- [To do]:
1. In the passage on being righteous overmuch, condense the paragraph beginning "And of late years, my constant weakness and pain" into one shorter sentence that keeps its main facts.
2. Answer these questions from the passage on being righteous overmuch:
(a) Which verse of Ecclesiastes is cited?
(b) What is the first of the three distinctions the writer draws?
(c) What did she and some others think about the writer's books?
3. From the passage on being righteous overmuch, output the text starting at the words "But as to our" and stopping after "and Formal Righteousness.".

And of late years, my constant weakness and pain
made me unable to speak much in my ordinary
course of Duty; and my Writings, Preachings and
other publick Duty which I ever thought I was
bound to prefer before lesser did so wholly take up
those few hours of the day, which I had out of my
Bed, that I was seldomer in secret Prayer with my
Wife than she desired.
§.10. Indeed it troubleth me to think how oft I
told her, That I never understood Solomon's words,
Eccles. 7.16. but by the Exposition of her case, Be
not righteous overmuch, neither make thy self overwise:
Why shouldst thou destroy thy self? I doubt not but
Solomon spake of Humane Civil Righteousness and
Wisdom, as a means respecting Temporal Prosperity
or Adversity, rather than Spiritual, holy Righteousness,
respecting God's everlasting Reward: Or if it
were extended to Religious Righteousness, it can
be but against Superstition, falsly called Righteousness.
But as to our present case, I must thus resolve the
Question, Whether one can be religiously wise and righteous
overmuch? And I Answer, That we must distinguish
between, 1. Material and Formal Righteousness.
2. Between Objective and Subjective measures of
it. 3. Of the good and bad consequents and effects. And
1. no man can be formally and properly too wise or
too righteous. Else it would charge God with Errour:
but our Conformity to God's governing Will. And
if our Obedience were too much, and to be blamed,
God's commands were to be blamed, that required
it. But very strict actions are commonly called Righteousness,
as a written Prayer or words are called a
Prayer, though properly wanting the Form, it is
not so. And not only a good Object, but a right
End, Principle, and Mode, and Circumstances, go
to make an Action righteous. 2. That Action which
compared with the Object cannot possibly be overwise
and righteous, yet as compared with the Agent,
or Subject, may be too much: No man can know,
believe, or love God too much, nor answerable to
his Perfections. But one may possibly be transported
with so earnest a desire of God, Christ, Christian
Society, Holiness and Heaven, as may be more than
Head and Health can bear: And so it may be too
much for the subject. 3. Therefore the probable
effects must be weighed. He that should meditate,
read, yea love God so intensly as to distract him,
would do it overmuch. He that would do a good
work precisely, when the exactness would hinder
the substance of another, perhaps a better, would
be righteous overmuch. And I thought this the case
sometime of my dear Wife; 1. She set her Head
and Heart so intensly upon doing good, that her
Head and Body would hardly bear it. As holy set
Meditation is no Duty to a Melancholy person that
cannot do it without confusion and danger of distraction;
so many other Duties are no Duties, when
they will do more harm than good. 2. And a man
is limited in his Capacity and his Time: No man
greater for the better doing of a lesser, or to omit
the substance of the one for exacter doing of another,
I thought was to be unrighteous by being
righteous overmuch. She and some others thought
I had done better to have written fewer Books, and
to have done those few better. I thought, while
I wrote none needlesly, the modall imperfection of
two was less evil than the total omission of one:
She thought I should have spent more time in Religious
exercise with her, my Family, and my Neighbours,
though I had written less. I thought there
were many to do such work, that would not do mine;
and that I chose the greatest, which I durst not omit,
and could not do both in the measure that I desired
else to have done.

- [Named region outline records]:
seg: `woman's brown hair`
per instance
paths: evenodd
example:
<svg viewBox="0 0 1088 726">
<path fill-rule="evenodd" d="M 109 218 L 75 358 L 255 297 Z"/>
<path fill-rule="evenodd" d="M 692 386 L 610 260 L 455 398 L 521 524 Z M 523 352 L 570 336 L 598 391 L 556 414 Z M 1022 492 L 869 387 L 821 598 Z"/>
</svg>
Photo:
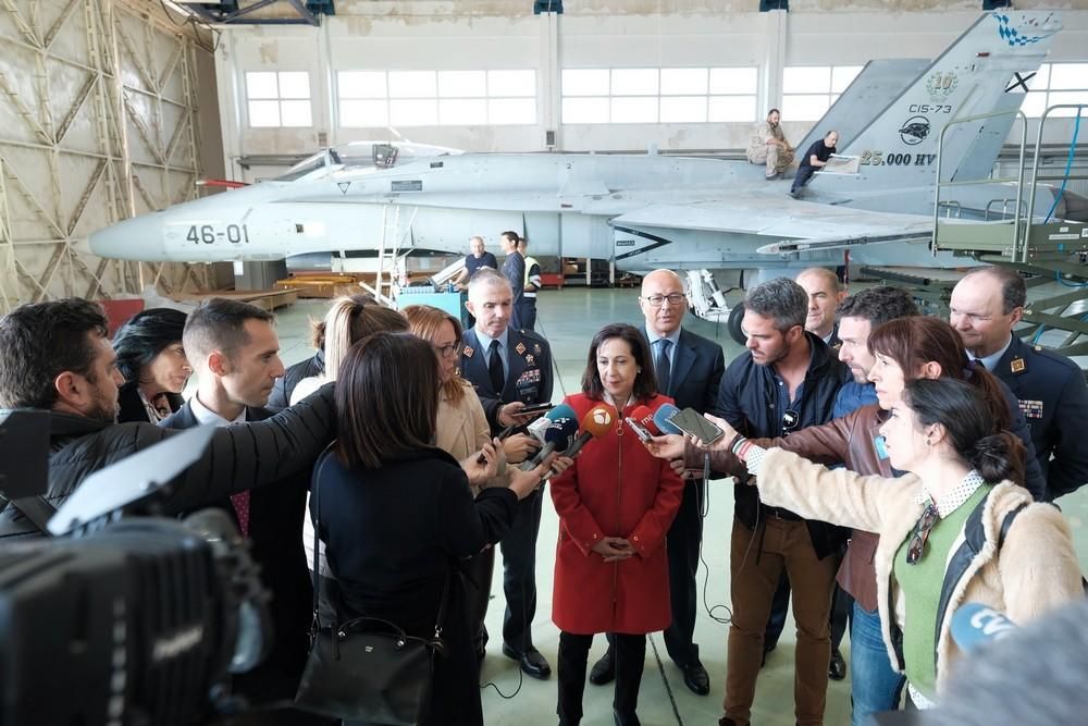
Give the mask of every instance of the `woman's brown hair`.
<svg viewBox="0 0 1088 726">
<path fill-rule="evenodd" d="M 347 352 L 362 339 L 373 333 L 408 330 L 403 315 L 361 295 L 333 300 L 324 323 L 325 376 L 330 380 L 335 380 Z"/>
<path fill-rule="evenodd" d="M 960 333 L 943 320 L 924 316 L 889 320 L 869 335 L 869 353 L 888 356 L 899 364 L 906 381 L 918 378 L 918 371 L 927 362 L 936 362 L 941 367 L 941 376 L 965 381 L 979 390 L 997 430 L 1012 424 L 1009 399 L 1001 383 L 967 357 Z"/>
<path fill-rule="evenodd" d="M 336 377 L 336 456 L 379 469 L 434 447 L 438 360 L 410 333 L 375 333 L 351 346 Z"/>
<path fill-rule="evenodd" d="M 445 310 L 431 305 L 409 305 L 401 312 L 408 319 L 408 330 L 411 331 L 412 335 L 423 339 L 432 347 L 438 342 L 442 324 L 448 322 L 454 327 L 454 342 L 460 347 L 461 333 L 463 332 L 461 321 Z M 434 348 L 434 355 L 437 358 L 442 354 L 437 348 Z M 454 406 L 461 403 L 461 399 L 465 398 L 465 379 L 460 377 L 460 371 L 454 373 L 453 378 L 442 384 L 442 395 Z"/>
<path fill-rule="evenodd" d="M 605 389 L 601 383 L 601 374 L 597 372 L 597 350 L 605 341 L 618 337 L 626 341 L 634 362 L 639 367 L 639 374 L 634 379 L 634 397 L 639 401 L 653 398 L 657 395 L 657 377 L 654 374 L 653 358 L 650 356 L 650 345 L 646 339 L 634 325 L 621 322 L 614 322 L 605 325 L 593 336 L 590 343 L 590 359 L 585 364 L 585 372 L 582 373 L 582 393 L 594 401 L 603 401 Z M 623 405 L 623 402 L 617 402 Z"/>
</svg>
--
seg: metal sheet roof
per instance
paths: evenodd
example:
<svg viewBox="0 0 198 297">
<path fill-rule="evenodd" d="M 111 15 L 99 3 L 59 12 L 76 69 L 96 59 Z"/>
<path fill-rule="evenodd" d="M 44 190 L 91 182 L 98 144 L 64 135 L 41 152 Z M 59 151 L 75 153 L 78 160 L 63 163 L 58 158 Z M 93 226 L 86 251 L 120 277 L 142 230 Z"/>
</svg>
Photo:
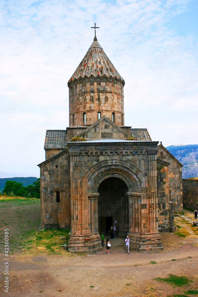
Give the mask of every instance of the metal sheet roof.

- [Completed exercise]:
1. In recent years constant weakness and pain kept the writer from speaking much in ordinary duty, and writing, preaching and other public duty, always placed above lesser duties, filled the few hours out of bed, so the writer prayed privately with the wife less often than she wanted.

2.
(a) Eccles. 7.16.
(b) The distinction between Material and Formal Righteousness.
(c) That the writer would have done better to write fewer books and do those few better.

3.
But as to our present case, I must thus resolve the
Question, Whether one can be religiously wise and righteous
overmuch? And I Answer, That we must distinguish
between, 1. Material and Formal Righteousness.